Mexicans, Spaniards and Frenchmen were also settlers in the Visayas and can be found in the Visayan provinces of Negros, Cebu, Leyte and Iloilo.

Meanwhile, Negritos, locally called Ati, have also been assimilated into mainstream Visayan society.

Visayans have likewise migrated to other parts of the Philippines, especially Metro Manila and Mindanao. The Visayans have also followed the pattern of migration of Filipinos abroad and some have migrated to other parts of the world starting from the Spanish and American period and after World War II. Most are migrants or working as overseas contract workers.

Language

Ethnic Visayans predominantly speak at least one of the Bisayan languages, most of which are commonly referred as Binisaya or Bisaya. The table below lists the Philippine languages classified as Bisayan languages by the Summer Institute of Linguistics. Although all of the languages indicated below are classified as "Bisayan" by linguistic terminology, not all speakers identify themselves as ethnically or culturally Visayan. The Tausūg, a Moro ethnic group, only use Bisaya to refer to the predominantly Christian lowland natives which Visayans are popularly recognized as. This is a similar case to the Ati, who delineate Visayans from fellow Negritos. Conversely, the Visayans of Capul in Northern Samar speak Abaknon, a Sama–Bajaw language, as their native tongue.

Culture

Tattoo

Like most other pre-colonial ethnic groups in the Philippines and other Austronesian groups, tattooing was widespread among Visayans. The original Spanish name for the Visayans, Los Pintados ("The Painted Ones") was a reference to the tattoos of the Visayans. Antonio Pigafetta of the Magellan expedition (c. 1521) repeatedly describes the Visayans they encountered as "painted all over".

## PROBLEM STATEMENT
Continue the passage on the Visayan people above, starting after its final sentence.

## RECORD EXCERPTS
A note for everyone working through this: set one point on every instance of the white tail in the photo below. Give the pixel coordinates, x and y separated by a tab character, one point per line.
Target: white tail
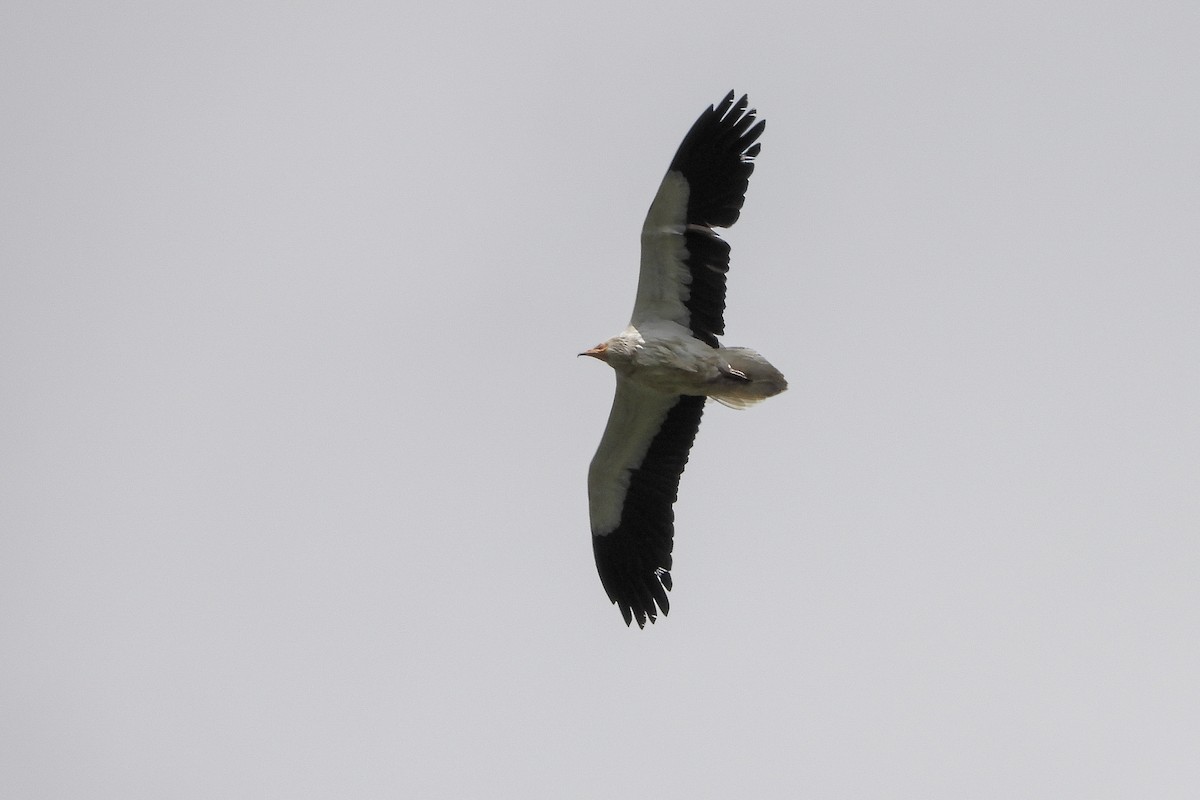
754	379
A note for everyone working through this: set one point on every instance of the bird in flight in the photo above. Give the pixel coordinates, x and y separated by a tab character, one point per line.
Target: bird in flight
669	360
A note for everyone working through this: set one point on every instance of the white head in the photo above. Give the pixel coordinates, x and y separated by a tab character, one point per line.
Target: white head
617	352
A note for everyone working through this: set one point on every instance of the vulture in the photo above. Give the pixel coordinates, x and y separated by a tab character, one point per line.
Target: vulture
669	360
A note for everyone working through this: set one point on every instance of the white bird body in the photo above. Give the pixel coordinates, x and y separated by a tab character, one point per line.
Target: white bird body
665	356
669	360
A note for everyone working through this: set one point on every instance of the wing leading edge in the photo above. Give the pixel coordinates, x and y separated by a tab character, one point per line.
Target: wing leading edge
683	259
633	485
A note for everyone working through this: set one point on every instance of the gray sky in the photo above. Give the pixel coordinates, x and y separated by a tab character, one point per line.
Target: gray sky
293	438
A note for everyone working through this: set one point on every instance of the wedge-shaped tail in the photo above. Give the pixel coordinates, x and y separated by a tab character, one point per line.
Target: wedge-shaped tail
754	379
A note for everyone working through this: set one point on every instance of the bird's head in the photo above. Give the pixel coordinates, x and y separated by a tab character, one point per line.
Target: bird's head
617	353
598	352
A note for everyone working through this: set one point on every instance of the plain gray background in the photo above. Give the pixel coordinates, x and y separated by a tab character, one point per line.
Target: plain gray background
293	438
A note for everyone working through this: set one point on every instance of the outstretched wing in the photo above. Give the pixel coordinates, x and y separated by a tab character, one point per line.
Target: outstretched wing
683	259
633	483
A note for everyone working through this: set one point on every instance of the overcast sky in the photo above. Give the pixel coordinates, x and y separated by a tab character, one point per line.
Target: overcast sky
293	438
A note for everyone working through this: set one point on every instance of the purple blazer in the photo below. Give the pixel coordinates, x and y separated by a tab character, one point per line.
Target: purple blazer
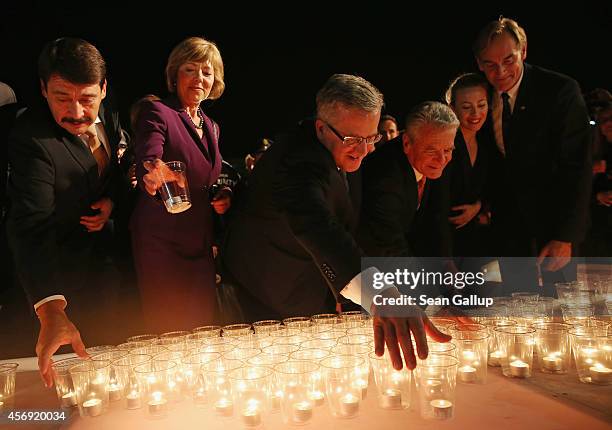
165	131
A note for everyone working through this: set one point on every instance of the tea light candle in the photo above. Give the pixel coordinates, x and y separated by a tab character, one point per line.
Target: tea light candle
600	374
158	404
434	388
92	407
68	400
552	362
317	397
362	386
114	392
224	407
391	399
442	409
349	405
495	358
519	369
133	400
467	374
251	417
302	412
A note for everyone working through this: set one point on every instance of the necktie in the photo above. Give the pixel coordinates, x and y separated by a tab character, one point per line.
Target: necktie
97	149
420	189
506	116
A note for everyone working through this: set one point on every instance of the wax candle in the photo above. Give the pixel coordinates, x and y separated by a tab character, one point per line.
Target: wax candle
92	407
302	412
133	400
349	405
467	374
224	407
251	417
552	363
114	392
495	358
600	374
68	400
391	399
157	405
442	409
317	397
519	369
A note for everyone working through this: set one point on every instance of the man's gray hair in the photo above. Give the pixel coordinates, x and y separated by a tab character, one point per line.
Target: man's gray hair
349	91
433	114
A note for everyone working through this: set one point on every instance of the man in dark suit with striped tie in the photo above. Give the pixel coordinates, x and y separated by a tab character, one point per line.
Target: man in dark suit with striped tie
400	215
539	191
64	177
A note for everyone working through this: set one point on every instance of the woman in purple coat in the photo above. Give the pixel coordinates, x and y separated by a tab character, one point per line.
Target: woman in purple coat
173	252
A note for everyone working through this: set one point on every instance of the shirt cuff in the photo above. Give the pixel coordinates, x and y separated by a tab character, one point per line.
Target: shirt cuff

* * *

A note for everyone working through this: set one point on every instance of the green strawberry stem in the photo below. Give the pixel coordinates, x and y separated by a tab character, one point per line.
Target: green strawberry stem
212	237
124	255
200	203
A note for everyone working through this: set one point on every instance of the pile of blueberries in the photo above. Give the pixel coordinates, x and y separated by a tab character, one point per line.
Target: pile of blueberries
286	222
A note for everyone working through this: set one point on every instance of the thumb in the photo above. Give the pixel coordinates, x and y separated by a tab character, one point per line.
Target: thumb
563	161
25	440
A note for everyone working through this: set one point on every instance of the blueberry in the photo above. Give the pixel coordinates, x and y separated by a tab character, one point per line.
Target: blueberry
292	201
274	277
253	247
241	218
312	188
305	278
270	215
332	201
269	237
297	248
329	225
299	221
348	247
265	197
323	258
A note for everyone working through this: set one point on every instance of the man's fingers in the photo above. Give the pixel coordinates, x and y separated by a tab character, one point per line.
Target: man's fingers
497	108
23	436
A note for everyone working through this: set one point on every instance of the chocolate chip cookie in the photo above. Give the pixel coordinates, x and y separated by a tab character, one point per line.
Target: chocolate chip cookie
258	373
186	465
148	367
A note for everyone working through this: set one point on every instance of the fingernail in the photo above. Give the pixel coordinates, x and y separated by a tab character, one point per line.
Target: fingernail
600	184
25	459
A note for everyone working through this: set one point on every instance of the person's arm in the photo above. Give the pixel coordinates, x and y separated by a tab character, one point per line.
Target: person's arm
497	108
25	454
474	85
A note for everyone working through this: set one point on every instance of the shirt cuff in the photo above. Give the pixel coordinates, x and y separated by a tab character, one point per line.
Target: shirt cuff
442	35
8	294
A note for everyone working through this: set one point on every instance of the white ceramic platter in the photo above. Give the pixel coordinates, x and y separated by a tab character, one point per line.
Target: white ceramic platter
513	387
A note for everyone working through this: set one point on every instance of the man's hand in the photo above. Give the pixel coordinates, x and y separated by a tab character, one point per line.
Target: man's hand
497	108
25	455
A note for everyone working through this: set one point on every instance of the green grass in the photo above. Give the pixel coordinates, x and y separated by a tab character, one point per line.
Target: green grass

...

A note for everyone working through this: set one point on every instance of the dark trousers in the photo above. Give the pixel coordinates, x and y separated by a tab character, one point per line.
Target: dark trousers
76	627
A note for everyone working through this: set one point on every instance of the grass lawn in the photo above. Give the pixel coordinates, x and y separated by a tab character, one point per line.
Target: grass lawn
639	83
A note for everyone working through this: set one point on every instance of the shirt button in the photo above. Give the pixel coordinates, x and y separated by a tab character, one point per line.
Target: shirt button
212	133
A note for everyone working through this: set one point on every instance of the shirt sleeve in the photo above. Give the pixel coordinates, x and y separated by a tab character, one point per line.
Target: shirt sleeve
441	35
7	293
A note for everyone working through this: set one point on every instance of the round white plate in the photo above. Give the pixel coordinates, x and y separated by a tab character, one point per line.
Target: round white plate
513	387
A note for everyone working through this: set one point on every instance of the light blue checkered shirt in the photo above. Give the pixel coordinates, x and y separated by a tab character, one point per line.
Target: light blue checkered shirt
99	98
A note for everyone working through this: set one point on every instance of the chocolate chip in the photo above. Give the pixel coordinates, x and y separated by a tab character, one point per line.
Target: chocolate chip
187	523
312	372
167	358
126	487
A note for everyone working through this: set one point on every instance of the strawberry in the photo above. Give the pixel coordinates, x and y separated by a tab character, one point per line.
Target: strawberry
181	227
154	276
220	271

## FINAL ANSWER
Native Austronesian tattooing traditions were lost as Visayans converted to Christianity in the last few centuries. It is unclear whether the related Tausug people, who are a subset of southern Visayans who Islamized from the 13th century, had tattooing as a custom before they took up Islam. Today, traditional tattooing among Visayans only survives among some of the older members of the Sulodnon people of the interior highlands of Panay, the descendants of ancient Visayans who escaped Spanish conversion.

Tattoos were known as batuk (or batok) or patik among Visayans. These terms were also applied to identical designs used in woven textiles, pottery, and other decorations. Tattooed people were known generally as binatakan (also known to the Tagalog people as batikan, which also means "renowned" or "skilled"). Both sexes had tattoos. They were symbols of tribal identity and kinship, as well as bravery, beauty, and social status. It was expected of adults to have them, with the exception of the asog (feminized men) for whom it was socially acceptable to be mapuraw or puraw (unmarked). Tattoos were so highly regarded that men will often just wear a loincloth (bahag) to show them off.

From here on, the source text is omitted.